- What is expected
Copy out each line of the records below that contains the word "peak", matching case exactly.

- Data to use
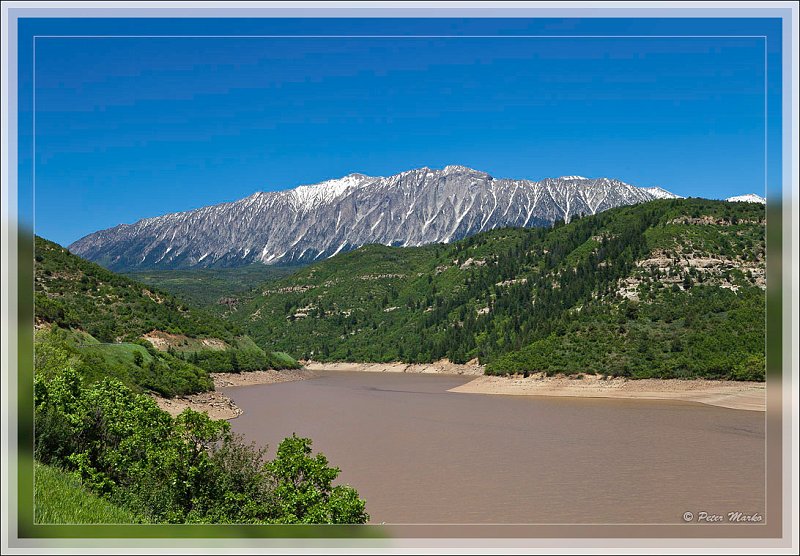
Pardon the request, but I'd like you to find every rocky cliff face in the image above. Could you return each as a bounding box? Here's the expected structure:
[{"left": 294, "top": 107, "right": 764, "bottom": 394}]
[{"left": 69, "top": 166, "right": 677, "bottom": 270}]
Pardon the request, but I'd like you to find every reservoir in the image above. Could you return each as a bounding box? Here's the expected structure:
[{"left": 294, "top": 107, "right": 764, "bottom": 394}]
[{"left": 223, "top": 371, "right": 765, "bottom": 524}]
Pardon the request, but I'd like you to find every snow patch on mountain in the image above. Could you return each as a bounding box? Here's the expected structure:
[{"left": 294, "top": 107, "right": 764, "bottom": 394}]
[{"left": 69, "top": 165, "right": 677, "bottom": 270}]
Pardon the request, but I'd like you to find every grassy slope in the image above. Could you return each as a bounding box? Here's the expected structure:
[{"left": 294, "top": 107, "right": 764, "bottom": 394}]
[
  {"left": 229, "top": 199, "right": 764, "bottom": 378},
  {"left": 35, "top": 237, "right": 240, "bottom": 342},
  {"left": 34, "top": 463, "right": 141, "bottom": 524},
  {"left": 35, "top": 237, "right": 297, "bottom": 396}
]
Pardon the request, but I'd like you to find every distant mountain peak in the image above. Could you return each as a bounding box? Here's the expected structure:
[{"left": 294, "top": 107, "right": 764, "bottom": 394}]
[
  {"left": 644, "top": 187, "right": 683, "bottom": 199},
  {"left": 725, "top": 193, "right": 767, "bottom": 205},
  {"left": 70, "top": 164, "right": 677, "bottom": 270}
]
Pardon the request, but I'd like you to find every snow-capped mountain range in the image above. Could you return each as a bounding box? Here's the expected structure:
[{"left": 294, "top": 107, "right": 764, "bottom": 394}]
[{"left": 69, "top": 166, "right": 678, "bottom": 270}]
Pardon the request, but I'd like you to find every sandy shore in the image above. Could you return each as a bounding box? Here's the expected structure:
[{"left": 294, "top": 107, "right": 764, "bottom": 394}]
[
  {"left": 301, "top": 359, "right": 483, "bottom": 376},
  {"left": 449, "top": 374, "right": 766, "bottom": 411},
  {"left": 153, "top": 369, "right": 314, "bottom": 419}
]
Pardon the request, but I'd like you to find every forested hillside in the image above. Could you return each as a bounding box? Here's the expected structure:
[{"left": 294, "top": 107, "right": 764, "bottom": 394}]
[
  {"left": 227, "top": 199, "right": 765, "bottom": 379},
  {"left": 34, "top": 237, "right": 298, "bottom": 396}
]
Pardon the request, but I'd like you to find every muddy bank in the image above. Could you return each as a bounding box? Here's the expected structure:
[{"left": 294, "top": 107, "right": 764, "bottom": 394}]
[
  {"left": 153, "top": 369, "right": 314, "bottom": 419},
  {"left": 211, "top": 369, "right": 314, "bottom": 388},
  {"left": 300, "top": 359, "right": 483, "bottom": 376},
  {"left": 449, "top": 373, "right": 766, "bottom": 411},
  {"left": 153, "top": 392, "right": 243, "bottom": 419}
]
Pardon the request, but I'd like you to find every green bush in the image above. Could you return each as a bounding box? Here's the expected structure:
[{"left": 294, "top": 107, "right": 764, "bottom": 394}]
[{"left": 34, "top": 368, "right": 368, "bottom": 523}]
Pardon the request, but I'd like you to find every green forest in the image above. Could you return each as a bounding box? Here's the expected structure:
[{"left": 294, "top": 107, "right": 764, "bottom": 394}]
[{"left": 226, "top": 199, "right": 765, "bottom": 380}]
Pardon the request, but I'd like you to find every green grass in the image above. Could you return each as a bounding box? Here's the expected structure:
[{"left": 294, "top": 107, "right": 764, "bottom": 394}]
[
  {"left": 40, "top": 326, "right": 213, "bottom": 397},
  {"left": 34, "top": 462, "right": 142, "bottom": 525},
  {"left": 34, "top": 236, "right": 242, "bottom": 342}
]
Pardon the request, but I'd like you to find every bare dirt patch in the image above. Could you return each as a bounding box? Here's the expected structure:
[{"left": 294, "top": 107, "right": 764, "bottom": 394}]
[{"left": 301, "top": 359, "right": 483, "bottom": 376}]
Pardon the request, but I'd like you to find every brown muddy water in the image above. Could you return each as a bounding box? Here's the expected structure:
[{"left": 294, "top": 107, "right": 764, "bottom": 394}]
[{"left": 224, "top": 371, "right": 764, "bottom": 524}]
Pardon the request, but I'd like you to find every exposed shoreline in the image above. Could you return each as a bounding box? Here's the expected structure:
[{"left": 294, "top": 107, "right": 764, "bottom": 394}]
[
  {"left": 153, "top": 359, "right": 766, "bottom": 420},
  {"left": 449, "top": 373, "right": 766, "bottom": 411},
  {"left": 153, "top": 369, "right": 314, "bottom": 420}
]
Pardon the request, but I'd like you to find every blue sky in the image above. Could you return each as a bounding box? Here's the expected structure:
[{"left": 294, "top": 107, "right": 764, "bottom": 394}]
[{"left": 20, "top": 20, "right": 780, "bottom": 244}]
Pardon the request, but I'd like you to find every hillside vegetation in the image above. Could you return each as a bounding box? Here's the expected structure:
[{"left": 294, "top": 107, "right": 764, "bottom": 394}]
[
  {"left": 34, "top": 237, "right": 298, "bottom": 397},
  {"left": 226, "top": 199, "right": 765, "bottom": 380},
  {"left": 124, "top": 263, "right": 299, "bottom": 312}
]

- Answer to the problem
Pardon the request, but I'd like you to find every distant mountain peak in the image above. Could you return each as a bounding box? Here's the expected structure:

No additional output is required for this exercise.